## Selected passage:
···

This article provides an easy to follow checklist for creating an R package using the {devtools}/{usethis} framework as explained in the book R Packages (2e) by Hadley Wickham and Jennifer Bryan. The target audience for this article is for both new and experienced R developers. For new R developers, creating an R package may seem overwhelming and complicated at first but, this article aims to remove the mystery from the process by providing a tutorial. Experienced R developers who need a quick refresher on how to set-up an R package or add certain features to an existing R package (such as a {pkgdown} website) can use this article as a quick reference guide or cheat sheet.

···

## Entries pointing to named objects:
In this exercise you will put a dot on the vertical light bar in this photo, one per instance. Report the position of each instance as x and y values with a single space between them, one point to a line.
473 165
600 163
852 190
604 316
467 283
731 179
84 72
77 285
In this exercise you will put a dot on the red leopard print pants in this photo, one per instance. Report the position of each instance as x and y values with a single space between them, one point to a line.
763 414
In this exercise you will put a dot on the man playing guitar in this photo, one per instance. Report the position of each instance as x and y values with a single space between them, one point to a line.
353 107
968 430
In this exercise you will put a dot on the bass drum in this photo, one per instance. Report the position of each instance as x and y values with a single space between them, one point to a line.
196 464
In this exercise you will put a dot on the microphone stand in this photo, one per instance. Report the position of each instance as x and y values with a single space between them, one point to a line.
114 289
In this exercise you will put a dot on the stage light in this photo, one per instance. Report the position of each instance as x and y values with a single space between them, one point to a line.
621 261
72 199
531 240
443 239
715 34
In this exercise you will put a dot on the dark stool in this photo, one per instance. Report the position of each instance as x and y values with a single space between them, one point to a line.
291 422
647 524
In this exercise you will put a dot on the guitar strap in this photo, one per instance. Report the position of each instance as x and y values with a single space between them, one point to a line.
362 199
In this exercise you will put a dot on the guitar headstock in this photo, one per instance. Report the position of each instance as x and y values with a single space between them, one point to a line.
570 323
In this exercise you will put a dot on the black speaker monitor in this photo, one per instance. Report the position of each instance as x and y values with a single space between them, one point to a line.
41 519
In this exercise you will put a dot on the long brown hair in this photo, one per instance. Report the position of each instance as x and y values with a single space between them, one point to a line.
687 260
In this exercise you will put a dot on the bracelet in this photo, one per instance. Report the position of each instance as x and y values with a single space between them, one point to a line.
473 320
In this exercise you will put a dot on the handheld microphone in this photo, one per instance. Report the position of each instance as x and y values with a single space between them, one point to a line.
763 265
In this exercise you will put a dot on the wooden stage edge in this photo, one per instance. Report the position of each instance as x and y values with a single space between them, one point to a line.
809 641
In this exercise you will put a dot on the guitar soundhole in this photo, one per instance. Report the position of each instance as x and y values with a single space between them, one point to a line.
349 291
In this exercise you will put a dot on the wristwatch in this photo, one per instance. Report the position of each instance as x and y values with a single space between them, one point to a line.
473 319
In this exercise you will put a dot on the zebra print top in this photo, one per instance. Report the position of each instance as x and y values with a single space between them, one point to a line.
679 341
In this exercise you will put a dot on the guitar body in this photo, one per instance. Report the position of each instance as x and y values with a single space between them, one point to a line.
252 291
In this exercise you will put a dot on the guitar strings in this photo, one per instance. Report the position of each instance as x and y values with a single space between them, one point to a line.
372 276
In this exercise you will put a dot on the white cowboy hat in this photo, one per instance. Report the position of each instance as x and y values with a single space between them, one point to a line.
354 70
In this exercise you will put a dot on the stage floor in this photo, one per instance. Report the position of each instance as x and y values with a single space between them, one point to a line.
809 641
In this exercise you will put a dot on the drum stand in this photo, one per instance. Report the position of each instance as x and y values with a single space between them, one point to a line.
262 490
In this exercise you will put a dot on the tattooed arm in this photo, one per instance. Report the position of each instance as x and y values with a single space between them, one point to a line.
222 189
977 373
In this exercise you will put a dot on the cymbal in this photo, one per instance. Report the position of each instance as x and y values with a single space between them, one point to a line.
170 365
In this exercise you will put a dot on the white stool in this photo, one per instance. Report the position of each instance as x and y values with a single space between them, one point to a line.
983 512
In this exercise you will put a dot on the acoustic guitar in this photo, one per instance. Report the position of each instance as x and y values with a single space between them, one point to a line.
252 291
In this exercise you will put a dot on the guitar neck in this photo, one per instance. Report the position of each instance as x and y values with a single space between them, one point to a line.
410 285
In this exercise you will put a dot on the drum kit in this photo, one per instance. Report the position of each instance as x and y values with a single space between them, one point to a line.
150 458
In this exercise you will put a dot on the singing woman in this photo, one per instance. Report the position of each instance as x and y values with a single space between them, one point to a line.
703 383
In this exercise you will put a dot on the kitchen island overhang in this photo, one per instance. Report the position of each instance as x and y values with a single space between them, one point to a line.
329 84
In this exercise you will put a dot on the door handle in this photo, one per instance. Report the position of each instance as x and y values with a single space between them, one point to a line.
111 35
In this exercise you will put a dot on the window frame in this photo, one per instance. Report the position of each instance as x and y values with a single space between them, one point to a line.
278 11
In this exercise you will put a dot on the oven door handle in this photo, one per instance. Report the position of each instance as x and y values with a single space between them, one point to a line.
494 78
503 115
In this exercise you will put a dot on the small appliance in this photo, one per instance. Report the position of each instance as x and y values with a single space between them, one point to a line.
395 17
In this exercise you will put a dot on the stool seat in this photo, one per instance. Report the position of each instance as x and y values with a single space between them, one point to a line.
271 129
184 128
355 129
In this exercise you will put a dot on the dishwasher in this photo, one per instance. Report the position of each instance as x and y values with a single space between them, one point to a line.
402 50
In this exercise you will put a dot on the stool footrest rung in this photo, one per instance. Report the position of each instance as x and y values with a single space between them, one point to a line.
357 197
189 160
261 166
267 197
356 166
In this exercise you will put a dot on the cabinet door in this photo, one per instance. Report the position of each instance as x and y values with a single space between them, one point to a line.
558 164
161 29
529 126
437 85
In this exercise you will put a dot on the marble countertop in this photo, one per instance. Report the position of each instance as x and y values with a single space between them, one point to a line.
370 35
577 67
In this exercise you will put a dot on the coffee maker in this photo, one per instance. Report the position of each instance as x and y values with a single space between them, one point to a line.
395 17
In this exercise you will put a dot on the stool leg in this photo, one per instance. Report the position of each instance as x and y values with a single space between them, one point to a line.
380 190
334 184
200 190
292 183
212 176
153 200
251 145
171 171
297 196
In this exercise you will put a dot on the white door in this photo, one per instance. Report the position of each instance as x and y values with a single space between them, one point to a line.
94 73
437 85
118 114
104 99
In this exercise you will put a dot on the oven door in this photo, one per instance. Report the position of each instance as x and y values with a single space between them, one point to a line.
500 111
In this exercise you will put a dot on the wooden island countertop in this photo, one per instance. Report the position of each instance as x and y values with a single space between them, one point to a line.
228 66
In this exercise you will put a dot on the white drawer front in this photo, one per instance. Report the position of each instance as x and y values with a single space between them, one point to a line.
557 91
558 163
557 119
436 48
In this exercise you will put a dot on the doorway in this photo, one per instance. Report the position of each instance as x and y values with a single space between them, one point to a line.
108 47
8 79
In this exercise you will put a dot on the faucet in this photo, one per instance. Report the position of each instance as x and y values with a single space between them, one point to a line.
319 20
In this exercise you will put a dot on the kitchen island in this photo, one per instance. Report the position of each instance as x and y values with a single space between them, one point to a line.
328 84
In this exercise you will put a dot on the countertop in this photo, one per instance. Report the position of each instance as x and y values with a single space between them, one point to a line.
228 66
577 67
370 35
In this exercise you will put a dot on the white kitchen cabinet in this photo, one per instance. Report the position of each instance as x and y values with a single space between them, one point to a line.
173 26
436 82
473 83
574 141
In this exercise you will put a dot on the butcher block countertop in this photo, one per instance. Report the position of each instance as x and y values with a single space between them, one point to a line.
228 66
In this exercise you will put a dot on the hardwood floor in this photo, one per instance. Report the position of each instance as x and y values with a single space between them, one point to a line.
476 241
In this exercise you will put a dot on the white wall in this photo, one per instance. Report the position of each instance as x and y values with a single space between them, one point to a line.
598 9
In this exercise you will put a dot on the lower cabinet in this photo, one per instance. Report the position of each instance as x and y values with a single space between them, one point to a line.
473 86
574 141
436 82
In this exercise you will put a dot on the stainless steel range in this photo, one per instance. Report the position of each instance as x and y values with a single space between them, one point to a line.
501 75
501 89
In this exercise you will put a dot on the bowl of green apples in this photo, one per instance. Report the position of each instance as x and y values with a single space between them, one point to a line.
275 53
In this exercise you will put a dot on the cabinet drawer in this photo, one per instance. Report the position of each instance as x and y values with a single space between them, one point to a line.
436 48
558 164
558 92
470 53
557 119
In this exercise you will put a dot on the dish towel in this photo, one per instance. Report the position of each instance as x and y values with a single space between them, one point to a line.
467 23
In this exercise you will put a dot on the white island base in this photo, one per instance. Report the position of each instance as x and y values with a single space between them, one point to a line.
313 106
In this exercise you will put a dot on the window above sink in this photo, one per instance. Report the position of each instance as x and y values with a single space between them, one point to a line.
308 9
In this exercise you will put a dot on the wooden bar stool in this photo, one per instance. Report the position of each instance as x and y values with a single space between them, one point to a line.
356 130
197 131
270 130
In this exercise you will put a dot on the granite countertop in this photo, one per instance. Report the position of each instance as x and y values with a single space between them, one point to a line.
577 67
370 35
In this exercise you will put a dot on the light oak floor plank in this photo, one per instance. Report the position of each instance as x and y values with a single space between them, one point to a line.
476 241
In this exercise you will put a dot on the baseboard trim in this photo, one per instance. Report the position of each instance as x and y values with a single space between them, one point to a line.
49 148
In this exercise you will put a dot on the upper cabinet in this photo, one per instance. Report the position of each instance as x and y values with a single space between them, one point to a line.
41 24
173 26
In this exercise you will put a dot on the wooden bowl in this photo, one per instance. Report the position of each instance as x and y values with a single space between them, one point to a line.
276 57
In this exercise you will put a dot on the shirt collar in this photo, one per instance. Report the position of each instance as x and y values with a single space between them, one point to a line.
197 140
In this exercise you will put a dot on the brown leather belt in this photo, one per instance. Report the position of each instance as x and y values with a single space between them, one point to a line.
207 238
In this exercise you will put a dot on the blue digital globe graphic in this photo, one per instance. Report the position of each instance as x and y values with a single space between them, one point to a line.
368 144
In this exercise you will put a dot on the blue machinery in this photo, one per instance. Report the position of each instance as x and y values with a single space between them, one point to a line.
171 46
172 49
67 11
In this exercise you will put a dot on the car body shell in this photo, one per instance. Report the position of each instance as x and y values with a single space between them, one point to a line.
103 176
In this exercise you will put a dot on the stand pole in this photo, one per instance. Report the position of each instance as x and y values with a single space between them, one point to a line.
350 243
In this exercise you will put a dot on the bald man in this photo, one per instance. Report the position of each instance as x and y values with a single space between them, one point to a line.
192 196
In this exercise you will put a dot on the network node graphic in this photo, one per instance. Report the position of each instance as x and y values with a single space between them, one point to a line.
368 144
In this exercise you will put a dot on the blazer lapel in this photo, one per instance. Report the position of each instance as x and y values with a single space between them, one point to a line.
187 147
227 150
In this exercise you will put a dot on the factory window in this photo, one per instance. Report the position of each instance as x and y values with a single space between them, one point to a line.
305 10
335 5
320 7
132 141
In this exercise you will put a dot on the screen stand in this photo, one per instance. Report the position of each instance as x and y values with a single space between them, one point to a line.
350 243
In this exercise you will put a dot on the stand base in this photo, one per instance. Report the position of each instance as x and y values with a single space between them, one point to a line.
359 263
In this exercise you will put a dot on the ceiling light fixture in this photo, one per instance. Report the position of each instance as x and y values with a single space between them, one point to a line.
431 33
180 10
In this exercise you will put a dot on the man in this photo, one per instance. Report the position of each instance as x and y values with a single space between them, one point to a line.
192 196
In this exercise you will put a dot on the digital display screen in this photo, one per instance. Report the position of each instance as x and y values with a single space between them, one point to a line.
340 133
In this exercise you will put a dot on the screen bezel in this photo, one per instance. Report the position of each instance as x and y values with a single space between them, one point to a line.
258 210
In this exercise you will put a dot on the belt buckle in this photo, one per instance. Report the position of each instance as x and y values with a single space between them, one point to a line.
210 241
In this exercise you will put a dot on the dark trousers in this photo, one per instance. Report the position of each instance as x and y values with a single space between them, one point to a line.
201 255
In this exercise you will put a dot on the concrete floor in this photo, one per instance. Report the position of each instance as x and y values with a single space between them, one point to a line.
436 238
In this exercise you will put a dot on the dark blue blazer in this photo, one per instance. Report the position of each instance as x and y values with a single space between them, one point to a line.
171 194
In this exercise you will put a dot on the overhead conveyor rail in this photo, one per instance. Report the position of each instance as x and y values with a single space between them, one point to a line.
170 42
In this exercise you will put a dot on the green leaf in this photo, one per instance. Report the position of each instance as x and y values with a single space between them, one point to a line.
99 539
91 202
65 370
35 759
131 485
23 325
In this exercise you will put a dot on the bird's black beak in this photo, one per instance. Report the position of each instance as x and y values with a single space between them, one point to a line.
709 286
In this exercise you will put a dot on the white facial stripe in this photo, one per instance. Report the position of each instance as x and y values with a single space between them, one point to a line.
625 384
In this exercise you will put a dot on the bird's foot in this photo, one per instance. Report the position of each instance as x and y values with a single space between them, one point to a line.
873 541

···

## Work to do:
Write the next part of the article on building an R package, beginning right after its final sentence.

## Solved exercise:
This article will walk you through how to build a professional R package with the following features:
Version control using git and GitHub:
Automated GitHub actions for R CMD check with README badge
Automated documentation and code styling with pull requests
Testing:
Unit testing using {testthat}
Automated GitHub actions for code testing coverage using CodeCov and {covr} with README badge
Professional looking package website hosted on GitHub Pages and built using {pkgdown}:
Internal and external data files
Documentation:
Function and data documentation using {roxygen2}
README using a .Rmd file
NEWS.md
Articles and vignettes
DESCRIPTION file set-up with license
Code styling using {styler}
The checklist consists of 32 steps in total which are divided in to 10 sections, A through J. Where possible, I provide a rough time estimate to complete each section:
The first four sections A. Initial Set-up, B. Version Control Using git and GitHub, C. Package Documentation, and D. GitHub Actions, which collectively encompass steps 1 through 11, are considered the minimum required to establish a proper R package framework and take roughly 30 minutes to complete.
Section E. Functions and Function Documentation includes steps 12, 13, and 14 and involves writing the actual R code for your package; how long this takes depends on the package.
Note: once you have completed sections A through D (steps 1 through 11) and as your work on section E (steps 12 through 14) you should start using the standard development work flow described in the Post Set-up Workflow section of this article.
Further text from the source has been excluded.